• [DATA]

*** Begin section ***

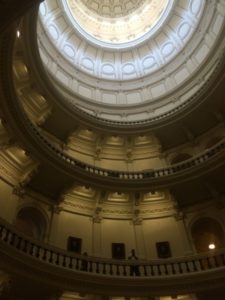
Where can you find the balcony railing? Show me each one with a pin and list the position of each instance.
(108, 267)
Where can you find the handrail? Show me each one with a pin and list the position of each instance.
(108, 267)
(124, 175)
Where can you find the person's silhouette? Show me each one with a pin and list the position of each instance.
(134, 269)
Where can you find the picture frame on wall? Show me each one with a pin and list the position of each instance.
(74, 244)
(163, 249)
(118, 251)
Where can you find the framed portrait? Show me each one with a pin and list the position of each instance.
(163, 249)
(74, 244)
(118, 251)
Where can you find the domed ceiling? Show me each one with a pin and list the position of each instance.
(130, 61)
(115, 21)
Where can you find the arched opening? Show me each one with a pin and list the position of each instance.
(212, 142)
(180, 157)
(207, 234)
(31, 222)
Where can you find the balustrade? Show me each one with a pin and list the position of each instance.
(67, 260)
(157, 173)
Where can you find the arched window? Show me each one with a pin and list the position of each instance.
(207, 234)
(213, 141)
(180, 157)
(31, 222)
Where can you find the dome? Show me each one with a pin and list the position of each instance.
(143, 79)
(112, 142)
(116, 22)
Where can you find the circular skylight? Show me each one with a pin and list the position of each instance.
(132, 78)
(115, 22)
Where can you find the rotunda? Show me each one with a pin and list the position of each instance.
(112, 141)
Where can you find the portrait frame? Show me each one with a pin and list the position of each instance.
(163, 249)
(118, 251)
(74, 244)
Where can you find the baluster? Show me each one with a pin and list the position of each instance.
(187, 266)
(180, 267)
(90, 266)
(71, 262)
(145, 270)
(209, 263)
(77, 263)
(1, 230)
(166, 269)
(18, 245)
(64, 260)
(117, 269)
(57, 258)
(104, 268)
(152, 272)
(44, 256)
(111, 269)
(173, 268)
(216, 262)
(6, 235)
(194, 266)
(124, 270)
(201, 264)
(38, 248)
(97, 267)
(222, 258)
(159, 270)
(25, 246)
(31, 248)
(12, 239)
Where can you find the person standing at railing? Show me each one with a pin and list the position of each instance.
(84, 262)
(134, 269)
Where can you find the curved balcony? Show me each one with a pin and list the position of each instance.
(34, 61)
(59, 265)
(35, 143)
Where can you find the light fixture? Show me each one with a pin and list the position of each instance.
(212, 246)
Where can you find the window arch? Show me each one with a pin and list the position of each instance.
(180, 157)
(206, 231)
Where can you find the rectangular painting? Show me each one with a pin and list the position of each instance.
(163, 249)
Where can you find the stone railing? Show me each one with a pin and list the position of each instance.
(123, 175)
(108, 267)
(35, 141)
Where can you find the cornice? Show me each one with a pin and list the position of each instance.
(33, 260)
(40, 147)
(47, 87)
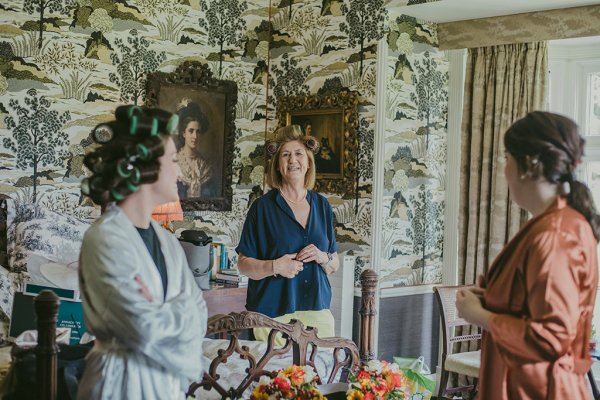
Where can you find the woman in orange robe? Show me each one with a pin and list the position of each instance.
(537, 300)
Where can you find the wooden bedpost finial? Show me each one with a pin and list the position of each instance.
(368, 281)
(46, 309)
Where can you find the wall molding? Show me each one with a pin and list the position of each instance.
(520, 28)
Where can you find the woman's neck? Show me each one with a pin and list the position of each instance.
(188, 151)
(294, 192)
(542, 196)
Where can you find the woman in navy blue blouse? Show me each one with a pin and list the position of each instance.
(288, 244)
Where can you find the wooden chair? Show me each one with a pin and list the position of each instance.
(303, 342)
(462, 363)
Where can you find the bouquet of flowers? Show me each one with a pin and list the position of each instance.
(293, 382)
(378, 380)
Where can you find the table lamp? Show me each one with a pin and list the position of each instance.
(166, 213)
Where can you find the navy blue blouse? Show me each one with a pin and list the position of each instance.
(271, 231)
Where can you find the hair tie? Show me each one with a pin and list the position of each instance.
(311, 143)
(142, 151)
(172, 124)
(132, 187)
(124, 168)
(154, 129)
(85, 186)
(271, 148)
(136, 176)
(133, 128)
(565, 188)
(116, 195)
(102, 134)
(133, 109)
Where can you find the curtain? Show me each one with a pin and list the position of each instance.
(502, 84)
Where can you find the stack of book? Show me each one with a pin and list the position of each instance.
(231, 277)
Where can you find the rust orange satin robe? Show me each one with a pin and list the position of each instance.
(542, 288)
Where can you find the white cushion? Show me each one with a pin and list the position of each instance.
(466, 363)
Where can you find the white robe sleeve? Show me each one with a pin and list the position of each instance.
(169, 333)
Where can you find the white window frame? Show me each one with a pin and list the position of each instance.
(569, 66)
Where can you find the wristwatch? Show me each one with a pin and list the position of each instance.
(329, 260)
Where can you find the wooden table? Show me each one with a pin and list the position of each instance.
(223, 300)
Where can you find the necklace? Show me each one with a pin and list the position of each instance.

*** End section ***

• [WORK REQUEST] For this exercise, give the listing again exactly as written, with the pictures omitted.

• [SOLUTION TO THIS EXERCISE]
Where can you find the balcony railing? Show me each one with a pin and list the position of each instance.
(108, 267)
Where can you find the handrail? Show me each one with a pin and list the position of each instance.
(108, 267)
(124, 175)
Where can you find the person's silhouette? Show me each one with a pin and list the position of each instance.
(134, 269)
Where can you find the picture frame on wall? Show me each one with a pin and list the position of each instance.
(74, 244)
(163, 249)
(118, 251)
Where can you find the framed portrait? Show me each one with a pin and list the position of each instance.
(163, 249)
(74, 244)
(118, 251)
Where can you find the domed ceiling? Show me each one with a pin and list the position of each instance.
(130, 61)
(115, 21)
Where can you find the arched opening? Show me each one with a pin and list the position of each instance.
(212, 142)
(180, 157)
(207, 234)
(31, 222)
Where can you find the balustrade? Show me each one with a pin and list the position of each instance.
(67, 260)
(157, 173)
Where can you find the arched window? Show me each one with a pin and list the position of each instance.
(207, 234)
(213, 141)
(180, 157)
(31, 222)
Where can you find the dome? Show me each one with a pin and list the position of each instance.
(143, 79)
(112, 142)
(116, 22)
Where can you find the circular skylight? Show me each one with a pin and list the position of each instance.
(132, 78)
(115, 22)
Where can you find the rotunda? Show me each one with a pin and list the position of each instance.
(112, 141)
Where can you find the portrait frame? Show me each one with a pin and list the position of each instance.
(163, 249)
(118, 251)
(74, 244)
Where can you find the baluster? Show me each one with a pin and list the position of each instance.
(187, 266)
(180, 267)
(90, 266)
(71, 262)
(145, 270)
(209, 263)
(77, 263)
(1, 230)
(166, 269)
(18, 245)
(64, 260)
(117, 269)
(57, 258)
(104, 268)
(152, 272)
(44, 256)
(111, 269)
(173, 268)
(216, 262)
(6, 235)
(194, 266)
(124, 270)
(201, 264)
(38, 248)
(97, 267)
(222, 258)
(159, 270)
(25, 246)
(31, 248)
(12, 239)
Where can you find the person standing at railing? Show me each one with a pin and list the position of each instance.
(84, 262)
(134, 269)
Where can you find the curved balcony? Show me each one with a pin and list the position of each instance.
(34, 61)
(59, 265)
(35, 143)
Where can you find the light fixture? Show me each one with a pin and list the position of each instance.
(212, 246)
Where can you find the window arch? Show me each one with a pin and list the position of each instance.
(180, 157)
(206, 231)
Where can you find the rectangular painting? Show me each one with a pin and list the position of each instance.
(163, 249)
Where can you find the stone railing? Show me each one with a pin and list the position of each instance.
(123, 175)
(108, 267)
(35, 141)
Where can you find the cornice? Show me each one with a pin and list the position of each instance.
(33, 260)
(40, 147)
(47, 87)
Where can you find the woman in orange robe? Show me each one with a pin and list the position of each instance.
(537, 300)
Where can you find the wooden bedpost finial? Show me each one with a pin and list the position of each instance.
(368, 281)
(46, 309)
Where can you find the wall molding? Show me each one with a pin and list the position of each instance.
(520, 28)
Where can you find the woman's neck? Show me each one with a pin and list the position of each instance.
(188, 151)
(294, 192)
(542, 196)
Where can you find the woman in navy blue blouse? Show me each one with a pin and list the position of each instance.
(288, 244)
Where can you find the wooden chair? Show me each one with a pin and list the position of each instance.
(303, 342)
(462, 363)
Where can you find the bouquet of flowers? Show me each one with a pin and list the position of each instance.
(293, 382)
(378, 380)
Where can you find the table lamp? Show me each one with a pin and list the position of each instance.
(166, 213)
Where can you find the navy blue blouse? Show me each one with a pin and list the position of each instance.
(271, 231)
Where can you find the hair tie? Show me each one with a pin and list the position of each instance.
(311, 143)
(142, 151)
(172, 124)
(132, 187)
(124, 168)
(154, 129)
(85, 186)
(271, 148)
(136, 176)
(133, 128)
(565, 188)
(116, 195)
(102, 134)
(133, 109)
Where can you find the curtain? Show me each one with a pin and list the position of each instance.
(502, 84)
Where can you find the stack of book? Show me each one with a pin and list the position of each instance.
(231, 277)
Where can you find the rust orange satin robe? Show me each one with a pin and list the position of each instance.
(542, 288)
Where can you find the white cushion? Show me each one with a pin and list the position of each instance.
(466, 363)
Where can you find the white robe sleeve? Show me each one with a pin and list the position of each instance.
(169, 333)
Where can you find the white window frame? Show me each one with a pin and list the position of each instance.
(569, 66)
Where can you find the wristwatch? Show me each one with a pin and list the position of each instance.
(329, 260)
Where can you find the wooden table? Show me each one with a pin and list the position of each instance.
(223, 300)
Where can you find the necklace? Show me each one with a pin and list the position of each instance.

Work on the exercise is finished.